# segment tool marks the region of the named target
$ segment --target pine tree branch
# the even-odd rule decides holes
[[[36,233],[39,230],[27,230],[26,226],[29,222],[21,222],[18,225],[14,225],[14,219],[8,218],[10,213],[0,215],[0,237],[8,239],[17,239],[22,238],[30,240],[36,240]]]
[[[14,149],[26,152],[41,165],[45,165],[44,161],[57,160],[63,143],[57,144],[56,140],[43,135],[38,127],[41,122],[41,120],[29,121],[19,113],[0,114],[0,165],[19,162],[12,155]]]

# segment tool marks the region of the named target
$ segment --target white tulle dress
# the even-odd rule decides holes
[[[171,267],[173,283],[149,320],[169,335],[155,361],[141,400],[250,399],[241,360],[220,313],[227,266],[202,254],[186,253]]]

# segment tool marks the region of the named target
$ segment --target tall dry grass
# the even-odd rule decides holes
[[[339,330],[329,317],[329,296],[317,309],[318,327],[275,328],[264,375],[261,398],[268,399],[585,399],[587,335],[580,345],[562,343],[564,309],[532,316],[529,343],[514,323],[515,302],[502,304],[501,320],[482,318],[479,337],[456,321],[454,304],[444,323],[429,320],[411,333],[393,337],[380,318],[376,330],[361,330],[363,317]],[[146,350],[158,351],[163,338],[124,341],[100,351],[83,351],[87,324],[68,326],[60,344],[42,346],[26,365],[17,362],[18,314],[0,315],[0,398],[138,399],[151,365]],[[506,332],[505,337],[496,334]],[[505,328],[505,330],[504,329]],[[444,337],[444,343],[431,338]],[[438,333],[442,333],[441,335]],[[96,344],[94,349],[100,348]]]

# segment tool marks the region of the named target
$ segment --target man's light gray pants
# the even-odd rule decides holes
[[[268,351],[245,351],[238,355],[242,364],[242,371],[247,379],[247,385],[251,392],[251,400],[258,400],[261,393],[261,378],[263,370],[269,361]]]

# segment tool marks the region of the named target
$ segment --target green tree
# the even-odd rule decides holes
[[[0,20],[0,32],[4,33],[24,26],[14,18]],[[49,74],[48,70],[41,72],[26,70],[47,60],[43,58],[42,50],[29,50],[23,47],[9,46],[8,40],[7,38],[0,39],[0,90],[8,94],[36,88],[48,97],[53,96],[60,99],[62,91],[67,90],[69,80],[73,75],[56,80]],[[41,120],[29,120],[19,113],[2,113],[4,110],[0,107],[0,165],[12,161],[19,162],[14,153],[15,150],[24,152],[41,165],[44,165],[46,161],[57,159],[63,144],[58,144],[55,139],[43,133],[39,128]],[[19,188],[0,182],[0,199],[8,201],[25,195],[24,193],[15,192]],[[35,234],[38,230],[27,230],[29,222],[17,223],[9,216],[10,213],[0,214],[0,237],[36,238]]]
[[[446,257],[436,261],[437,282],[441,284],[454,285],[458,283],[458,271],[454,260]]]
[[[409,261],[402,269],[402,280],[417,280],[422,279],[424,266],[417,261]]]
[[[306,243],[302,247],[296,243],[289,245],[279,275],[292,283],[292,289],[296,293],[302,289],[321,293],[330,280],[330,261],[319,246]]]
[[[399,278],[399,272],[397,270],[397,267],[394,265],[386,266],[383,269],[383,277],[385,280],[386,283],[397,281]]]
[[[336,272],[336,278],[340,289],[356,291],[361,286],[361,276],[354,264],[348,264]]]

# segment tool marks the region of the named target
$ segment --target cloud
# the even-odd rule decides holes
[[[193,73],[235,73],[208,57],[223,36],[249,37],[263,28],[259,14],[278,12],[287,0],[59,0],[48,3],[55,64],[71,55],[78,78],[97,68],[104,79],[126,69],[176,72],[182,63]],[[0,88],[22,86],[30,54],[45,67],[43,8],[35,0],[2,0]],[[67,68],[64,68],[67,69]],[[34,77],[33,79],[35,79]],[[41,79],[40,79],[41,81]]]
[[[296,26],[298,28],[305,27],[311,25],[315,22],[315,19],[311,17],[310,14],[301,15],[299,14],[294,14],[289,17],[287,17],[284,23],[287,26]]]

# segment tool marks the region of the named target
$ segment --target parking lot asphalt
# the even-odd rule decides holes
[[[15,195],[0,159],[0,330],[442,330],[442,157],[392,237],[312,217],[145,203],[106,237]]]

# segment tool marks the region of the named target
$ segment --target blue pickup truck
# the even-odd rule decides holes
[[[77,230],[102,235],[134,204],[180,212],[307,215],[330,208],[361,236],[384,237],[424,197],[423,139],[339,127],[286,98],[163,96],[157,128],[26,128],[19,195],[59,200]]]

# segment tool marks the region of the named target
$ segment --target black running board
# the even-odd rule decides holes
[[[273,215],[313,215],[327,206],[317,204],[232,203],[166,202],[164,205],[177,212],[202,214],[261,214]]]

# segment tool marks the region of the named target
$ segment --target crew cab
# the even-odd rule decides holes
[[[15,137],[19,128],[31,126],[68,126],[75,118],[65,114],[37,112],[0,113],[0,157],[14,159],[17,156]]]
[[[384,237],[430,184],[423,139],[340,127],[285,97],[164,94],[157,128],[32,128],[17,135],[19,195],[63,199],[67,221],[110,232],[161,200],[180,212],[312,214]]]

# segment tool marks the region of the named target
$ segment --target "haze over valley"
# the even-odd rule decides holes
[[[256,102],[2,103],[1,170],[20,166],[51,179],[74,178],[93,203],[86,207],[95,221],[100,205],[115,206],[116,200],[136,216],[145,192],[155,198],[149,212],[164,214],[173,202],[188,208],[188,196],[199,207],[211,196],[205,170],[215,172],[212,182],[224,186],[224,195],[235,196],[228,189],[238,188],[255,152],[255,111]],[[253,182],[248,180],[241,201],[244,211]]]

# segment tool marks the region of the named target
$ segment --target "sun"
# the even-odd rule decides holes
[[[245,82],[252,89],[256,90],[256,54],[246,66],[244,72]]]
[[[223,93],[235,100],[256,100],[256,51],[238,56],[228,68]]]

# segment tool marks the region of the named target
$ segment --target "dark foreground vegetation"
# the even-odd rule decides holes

*To do:* Reproduce the listing above verbatim, from first line to last.

*Task response:*
# segment tool marks the region of the named target
$ segment --target pine tree branch
# the even-odd rule decides holes
[[[36,233],[39,230],[27,230],[26,226],[29,222],[21,222],[18,225],[14,225],[14,219],[8,218],[10,213],[0,215],[0,237],[8,239],[17,239],[22,238],[30,240],[36,240]]]
[[[14,149],[26,152],[41,165],[45,165],[44,161],[57,160],[63,143],[57,144],[56,140],[43,135],[38,127],[41,122],[41,120],[29,121],[19,113],[0,114],[0,165],[19,162],[12,155]]]

# segment tool marks the region of the named target
$ segment --target white tulle dress
# the even-odd rule decides holes
[[[171,267],[173,283],[149,320],[169,335],[155,361],[141,400],[250,399],[241,360],[220,313],[227,266],[202,254],[186,253]]]

# segment tool marks the region of the named target
$ segment --target tall dry grass
# the even-odd rule decides holes
[[[339,330],[329,317],[329,296],[317,309],[318,327],[275,328],[264,375],[261,398],[268,399],[585,399],[587,335],[580,345],[562,343],[564,309],[532,316],[529,343],[514,323],[515,302],[502,304],[501,320],[482,318],[479,337],[456,321],[454,304],[444,323],[429,320],[411,333],[393,337],[380,318],[376,330],[361,330],[363,317]],[[146,350],[158,351],[163,338],[124,341],[100,351],[83,351],[87,324],[68,326],[60,344],[42,346],[26,365],[17,362],[18,314],[0,315],[0,398],[138,399],[151,365]],[[506,332],[505,337],[496,334]],[[505,328],[505,330],[504,329]],[[444,337],[444,343],[431,338]],[[438,333],[442,333],[441,335]],[[96,344],[94,349],[100,348]]]

# segment tool marks the region of the named target
$ segment --target man's light gray pants
# the even-odd rule decides holes
[[[268,351],[245,351],[238,355],[242,364],[242,371],[247,379],[247,385],[251,392],[251,400],[258,400],[261,393],[261,378],[263,370],[269,361]]]

# segment tool marks the region of the named target
$ segment --target green tree
# the even-odd rule decides holes
[[[0,20],[0,32],[4,33],[24,26],[14,18]],[[49,74],[48,70],[41,72],[26,70],[47,60],[43,58],[42,50],[29,50],[23,47],[9,46],[8,40],[7,38],[0,39],[0,90],[8,94],[36,88],[48,97],[53,96],[60,99],[62,91],[67,90],[69,80],[73,75],[56,80]],[[41,120],[29,120],[19,113],[2,113],[4,110],[0,107],[0,165],[12,161],[19,162],[14,153],[15,150],[24,152],[41,165],[44,165],[46,161],[57,159],[63,144],[58,144],[55,139],[43,133],[39,128]],[[19,188],[0,182],[0,199],[8,201],[25,195],[24,193],[15,192]],[[35,234],[38,230],[27,230],[29,222],[17,223],[9,216],[10,213],[0,214],[0,237],[36,238]]]
[[[446,257],[436,261],[437,282],[441,284],[454,285],[458,283],[458,271],[454,260]]]
[[[409,261],[402,269],[402,280],[417,280],[422,279],[424,266],[417,261]]]
[[[306,243],[302,247],[296,243],[289,245],[279,275],[292,283],[292,289],[296,293],[302,289],[321,293],[330,280],[330,261],[319,246]]]
[[[399,278],[399,272],[397,270],[397,267],[394,265],[386,266],[383,269],[383,277],[385,280],[386,283],[397,281]]]
[[[336,272],[336,278],[340,289],[356,291],[361,286],[361,276],[354,264],[348,264]]]

# segment tool marks the region of the named target
$ segment --target cloud
# the even-odd rule decides holes
[[[193,73],[235,73],[208,57],[223,36],[249,37],[263,28],[259,14],[278,12],[287,0],[59,0],[48,3],[55,64],[71,55],[78,78],[97,68],[104,79],[126,69],[176,72],[182,63]],[[0,88],[22,86],[30,54],[45,67],[43,8],[35,0],[2,0]],[[67,68],[64,68],[67,69]],[[34,77],[33,79],[35,79]],[[41,79],[40,79],[41,81]]]
[[[296,26],[298,28],[305,27],[311,25],[315,22],[315,19],[311,17],[310,14],[301,15],[299,14],[294,14],[289,17],[287,17],[284,23],[287,26]]]

# segment tool marks the region of the named target
$ segment --target parking lot asphalt
# the even-odd rule decides holes
[[[15,195],[0,159],[0,330],[442,330],[442,157],[392,237],[312,217],[145,203],[106,237]]]

# segment tool marks the region of the named target
$ segment --target blue pickup truck
# the even-odd rule decides holes
[[[77,230],[102,235],[134,204],[180,212],[307,215],[330,208],[361,236],[384,237],[424,197],[423,139],[339,127],[286,98],[163,96],[157,128],[26,128],[19,195],[59,200]]]

# segment tool marks the region of the named target
$ segment --target black running board
# the even-odd rule decides holes
[[[273,215],[313,215],[327,206],[317,204],[232,203],[166,202],[164,205],[177,212],[202,214],[261,214]]]

# segment tool marks the region of the named target
$ segment --target crew cab
# the even-odd rule decides holes
[[[15,137],[19,128],[31,126],[68,126],[75,118],[65,114],[37,112],[0,113],[0,157],[14,159],[17,156]]]
[[[384,237],[430,184],[423,139],[340,127],[285,97],[164,94],[157,128],[32,128],[17,135],[19,195],[63,199],[67,221],[110,232],[161,200],[180,212],[312,214]]]

# segment tool marks the region of the named target
$ segment --target "haze over valley"
# the even-odd rule decides holes
[[[256,102],[2,103],[1,170],[20,166],[51,179],[74,178],[93,203],[86,207],[95,221],[100,205],[115,206],[116,200],[136,216],[145,192],[155,198],[149,212],[164,214],[173,202],[188,208],[188,196],[199,207],[211,196],[205,170],[215,172],[212,182],[224,186],[224,195],[235,196],[228,189],[238,188],[255,152],[255,111]],[[253,182],[248,180],[241,201],[244,211]]]

# segment tool marks the region of the named target
$ segment --target "sun"
# the even-odd rule decides holes
[[[245,82],[252,89],[256,90],[256,54],[246,66],[244,72]]]
[[[223,93],[235,100],[256,100],[256,51],[238,56],[228,68]]]

# segment tool marks the region of the named target
$ segment --target "dark foreground vegetation"
# the even-odd rule decides holes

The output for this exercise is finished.